◆ Problem details ◆
Rewrite the lines of the entries below as a JSON list of strings, one string per line, with blank lines dropped and the pictures left out.

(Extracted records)
━━━━━━━━━━

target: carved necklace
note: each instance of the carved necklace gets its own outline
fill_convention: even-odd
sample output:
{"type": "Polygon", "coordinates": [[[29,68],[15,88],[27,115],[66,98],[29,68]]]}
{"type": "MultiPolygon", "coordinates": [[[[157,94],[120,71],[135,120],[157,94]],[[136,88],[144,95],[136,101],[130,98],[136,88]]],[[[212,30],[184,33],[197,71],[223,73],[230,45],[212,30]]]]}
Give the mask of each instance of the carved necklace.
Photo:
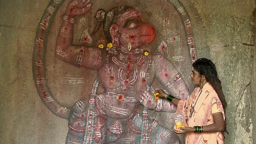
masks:
{"type": "Polygon", "coordinates": [[[197,99],[196,99],[196,102],[195,103],[195,104],[194,105],[194,106],[192,106],[192,105],[193,104],[193,102],[192,102],[192,103],[191,104],[191,105],[190,106],[191,108],[190,108],[190,114],[189,115],[189,116],[190,118],[192,117],[192,115],[193,115],[193,113],[195,111],[195,106],[196,106],[196,102],[197,102],[197,100],[198,100],[198,98],[199,98],[199,96],[200,96],[200,95],[201,94],[201,93],[202,93],[202,90],[201,90],[201,92],[200,92],[200,94],[199,94],[199,95],[198,96],[198,97],[197,97],[197,99]]]}

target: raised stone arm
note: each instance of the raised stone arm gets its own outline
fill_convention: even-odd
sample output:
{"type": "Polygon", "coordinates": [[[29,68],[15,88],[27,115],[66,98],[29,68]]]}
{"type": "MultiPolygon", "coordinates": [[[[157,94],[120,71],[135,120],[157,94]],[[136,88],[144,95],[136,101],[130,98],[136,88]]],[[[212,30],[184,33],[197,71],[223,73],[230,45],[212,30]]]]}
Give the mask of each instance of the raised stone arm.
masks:
{"type": "Polygon", "coordinates": [[[76,22],[75,17],[86,14],[90,10],[92,3],[89,2],[90,0],[74,0],[67,7],[57,39],[55,56],[78,66],[97,70],[102,65],[102,50],[96,47],[72,44],[73,24],[76,22]]]}

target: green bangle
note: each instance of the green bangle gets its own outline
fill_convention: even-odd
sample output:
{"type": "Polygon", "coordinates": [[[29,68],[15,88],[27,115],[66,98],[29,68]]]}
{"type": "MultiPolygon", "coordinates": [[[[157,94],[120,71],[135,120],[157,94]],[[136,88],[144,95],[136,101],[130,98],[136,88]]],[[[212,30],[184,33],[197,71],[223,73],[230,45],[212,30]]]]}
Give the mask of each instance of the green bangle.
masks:
{"type": "Polygon", "coordinates": [[[168,95],[168,97],[167,97],[166,99],[171,102],[172,101],[172,100],[173,100],[173,99],[174,98],[175,98],[174,97],[169,94],[169,95],[168,95]]]}

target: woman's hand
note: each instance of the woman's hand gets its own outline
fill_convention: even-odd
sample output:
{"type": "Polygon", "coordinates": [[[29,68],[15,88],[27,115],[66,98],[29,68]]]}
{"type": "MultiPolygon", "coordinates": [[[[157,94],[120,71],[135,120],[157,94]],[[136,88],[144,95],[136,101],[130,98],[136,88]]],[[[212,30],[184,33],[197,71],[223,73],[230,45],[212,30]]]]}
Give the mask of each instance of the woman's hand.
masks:
{"type": "Polygon", "coordinates": [[[90,0],[74,0],[67,7],[66,14],[74,17],[85,15],[91,9],[92,3],[89,3],[90,0]]]}
{"type": "Polygon", "coordinates": [[[185,128],[179,128],[179,129],[182,130],[180,131],[179,130],[177,130],[175,129],[172,130],[173,132],[177,134],[184,134],[187,132],[194,132],[194,127],[190,127],[187,126],[185,128]]]}

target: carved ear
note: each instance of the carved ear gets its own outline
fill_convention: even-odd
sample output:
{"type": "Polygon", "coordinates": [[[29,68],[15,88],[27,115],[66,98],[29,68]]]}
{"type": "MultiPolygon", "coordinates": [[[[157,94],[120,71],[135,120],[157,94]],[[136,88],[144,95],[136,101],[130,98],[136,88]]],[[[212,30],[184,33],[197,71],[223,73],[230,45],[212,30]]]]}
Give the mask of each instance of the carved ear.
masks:
{"type": "Polygon", "coordinates": [[[117,32],[119,30],[118,26],[116,24],[113,24],[110,26],[109,30],[110,36],[112,39],[112,42],[114,42],[115,39],[118,38],[120,35],[117,32]]]}

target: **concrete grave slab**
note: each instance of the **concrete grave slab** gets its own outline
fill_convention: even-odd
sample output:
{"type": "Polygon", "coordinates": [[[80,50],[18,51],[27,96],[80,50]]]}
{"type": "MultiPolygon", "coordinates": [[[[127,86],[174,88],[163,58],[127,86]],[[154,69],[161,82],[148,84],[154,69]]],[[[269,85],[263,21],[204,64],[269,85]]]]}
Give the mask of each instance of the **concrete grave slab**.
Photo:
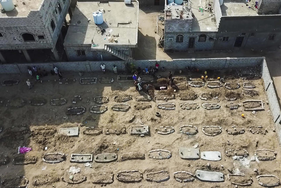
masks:
{"type": "Polygon", "coordinates": [[[97,162],[112,162],[117,159],[117,155],[114,153],[101,153],[95,156],[95,161],[97,162]]]}
{"type": "Polygon", "coordinates": [[[224,182],[224,174],[222,172],[196,170],[196,177],[202,181],[213,182],[224,182]]]}
{"type": "Polygon", "coordinates": [[[67,128],[61,128],[59,130],[59,134],[67,136],[78,136],[79,134],[79,128],[78,127],[67,128]]]}
{"type": "Polygon", "coordinates": [[[92,154],[71,153],[70,155],[70,162],[86,162],[92,161],[92,154]]]}
{"type": "Polygon", "coordinates": [[[222,160],[222,154],[218,151],[201,152],[201,159],[207,161],[217,161],[222,160]]]}
{"type": "Polygon", "coordinates": [[[180,147],[178,149],[180,157],[182,159],[188,160],[200,158],[199,149],[188,147],[180,147]]]}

━━━━━━━━━━

◆ Answer to the problem ◆
[
  "target: carved necklace",
  "note: each instance of the carved necklace gets its own outline",
  "fill_convention: even-odd",
  "sample output:",
  "{\"type\": \"Polygon\", \"coordinates\": [[[29,68],[15,88],[27,115],[66,98],[29,68]]]}",
  "{\"type\": \"MultiPolygon\", \"coordinates\": [[[[157,94],[120,71],[135,120],[157,94]],[[136,88],[144,95],[136,101],[130,98],[136,88]]],[[[212,30],[184,33],[197,71],[223,73],[230,45],[212,30]]]]}",
  "Give the mask of each instance of the carved necklace.",
  "Photo:",
  "masks:",
  "{\"type\": \"Polygon\", \"coordinates\": [[[197,99],[196,99],[196,102],[195,103],[195,104],[194,105],[194,106],[192,106],[192,105],[193,104],[193,102],[192,102],[192,103],[191,104],[191,105],[190,106],[191,108],[190,108],[190,114],[189,115],[189,116],[190,118],[192,117],[192,115],[193,115],[193,113],[195,111],[195,106],[196,106],[196,102],[197,102],[197,100],[198,100],[198,98],[199,98],[199,96],[200,96],[200,95],[201,94],[201,93],[202,93],[202,90],[201,90],[201,92],[200,92],[200,94],[199,94],[199,95],[198,96],[198,97],[197,97],[197,99]]]}",
  "target: raised stone arm",
  "note: each instance of the raised stone arm gets its own outline",
  "fill_convention: even-odd",
  "sample output:",
  "{\"type\": \"Polygon\", \"coordinates\": [[[29,68],[15,88],[27,115],[66,98],[29,68]]]}",
  "{\"type\": \"MultiPolygon\", \"coordinates\": [[[[157,94],[120,71],[135,120],[157,94]],[[136,88],[144,95],[136,101],[130,98],[136,88]]],[[[212,30],[184,33],[197,71],[223,73],[230,45],[212,30]]]]}",
  "Give the mask of each instance of the raised stone arm.",
  "masks:",
  "{\"type\": \"Polygon\", \"coordinates\": [[[76,22],[75,17],[86,14],[90,10],[92,3],[89,2],[90,0],[74,0],[67,7],[57,39],[55,56],[78,66],[97,70],[102,65],[102,50],[96,47],[72,44],[73,24],[76,22]]]}",
  "target: green bangle",
  "note: each instance of the green bangle gets its own outline",
  "fill_convention: even-odd",
  "sample output:",
  "{\"type\": \"Polygon\", \"coordinates\": [[[29,68],[15,88],[27,115],[66,98],[29,68]]]}",
  "{\"type\": \"MultiPolygon\", \"coordinates\": [[[[157,94],[120,71],[135,120],[157,94]],[[136,88],[144,95],[136,101],[130,98],[136,88]]],[[[212,30],[184,33],[197,71],[223,73],[230,45],[212,30]]]]}",
  "Give the mask of each instance of the green bangle.",
  "masks:",
  "{\"type\": \"Polygon\", \"coordinates\": [[[168,95],[168,97],[167,97],[166,99],[171,102],[172,101],[172,100],[173,100],[173,99],[174,98],[175,98],[174,97],[169,94],[169,95],[168,95]]]}",
  "target: woman's hand",
  "note: each instance of the woman's hand gets its own outline",
  "fill_convention: even-odd",
  "sample output:",
  "{\"type\": \"Polygon\", \"coordinates\": [[[29,68],[15,88],[27,115],[66,98],[29,68]]]}",
  "{\"type\": \"MultiPolygon\", \"coordinates\": [[[[157,94],[120,71],[135,120],[157,94]],[[136,88],[144,95],[136,101],[130,98],[136,88]]],[[[212,30],[184,33],[197,71],[223,73],[230,45],[212,30]]]]}",
  "Give the mask of each instance of the woman's hand.",
  "masks:",
  "{\"type\": \"Polygon\", \"coordinates\": [[[90,0],[74,0],[67,7],[66,14],[74,17],[85,15],[91,9],[92,3],[89,3],[90,0]]]}",
  "{\"type\": \"Polygon\", \"coordinates\": [[[185,128],[179,128],[179,129],[182,130],[180,131],[179,130],[177,130],[175,129],[172,130],[173,132],[177,134],[184,134],[187,132],[194,132],[194,127],[190,127],[187,126],[185,128]]]}",
  "target: carved ear",
  "note: each instance of the carved ear gets its own outline",
  "fill_convention: even-odd",
  "sample output:",
  "{\"type\": \"Polygon\", \"coordinates\": [[[29,68],[15,88],[27,115],[66,98],[29,68]]]}",
  "{\"type\": \"MultiPolygon\", \"coordinates\": [[[[157,94],[120,71],[135,120],[157,94]],[[136,88],[144,95],[136,101],[130,98],[136,88]]],[[[212,30],[184,33],[197,71],[223,73],[230,45],[212,30]]]]}",
  "Give the mask of each instance of the carved ear.",
  "masks:",
  "{\"type\": \"Polygon\", \"coordinates\": [[[117,32],[119,30],[118,26],[116,24],[113,24],[110,26],[109,30],[110,36],[112,39],[112,42],[114,42],[115,39],[118,38],[120,35],[117,32]]]}",
  "target: **concrete grave slab**",
  "note: each instance of the **concrete grave slab** gets its own outline",
  "fill_convention: even-odd",
  "sample output:",
  "{\"type\": \"Polygon\", \"coordinates\": [[[80,50],[18,51],[27,96],[80,50]]]}",
  "{\"type\": \"MultiPolygon\", \"coordinates\": [[[[127,86],[174,88],[163,58],[127,86]],[[154,69],[161,82],[148,84],[154,69]]],[[[269,85],[263,21],[204,64],[269,85]]]]}",
  "Give the mask of each instance of the **concrete grave slab**.",
  "Photo:",
  "masks:",
  "{\"type\": \"Polygon\", \"coordinates\": [[[97,162],[112,162],[117,159],[117,155],[114,153],[101,153],[95,156],[95,161],[97,162]]]}",
  "{\"type\": \"Polygon\", \"coordinates\": [[[224,182],[224,174],[222,172],[196,170],[196,177],[202,181],[213,182],[224,182]]]}",
  "{\"type\": \"Polygon\", \"coordinates\": [[[67,128],[61,128],[59,130],[59,134],[67,136],[78,136],[79,134],[79,128],[78,127],[67,128]]]}",
  "{\"type\": \"Polygon\", \"coordinates\": [[[92,154],[71,153],[70,155],[70,162],[86,162],[92,161],[92,154]]]}",
  "{\"type\": \"Polygon\", \"coordinates\": [[[222,160],[222,154],[218,151],[201,152],[201,159],[207,161],[217,161],[222,160]]]}",
  "{\"type\": \"Polygon\", \"coordinates\": [[[180,147],[178,149],[180,157],[182,159],[188,160],[200,158],[199,149],[188,147],[180,147]]]}"
]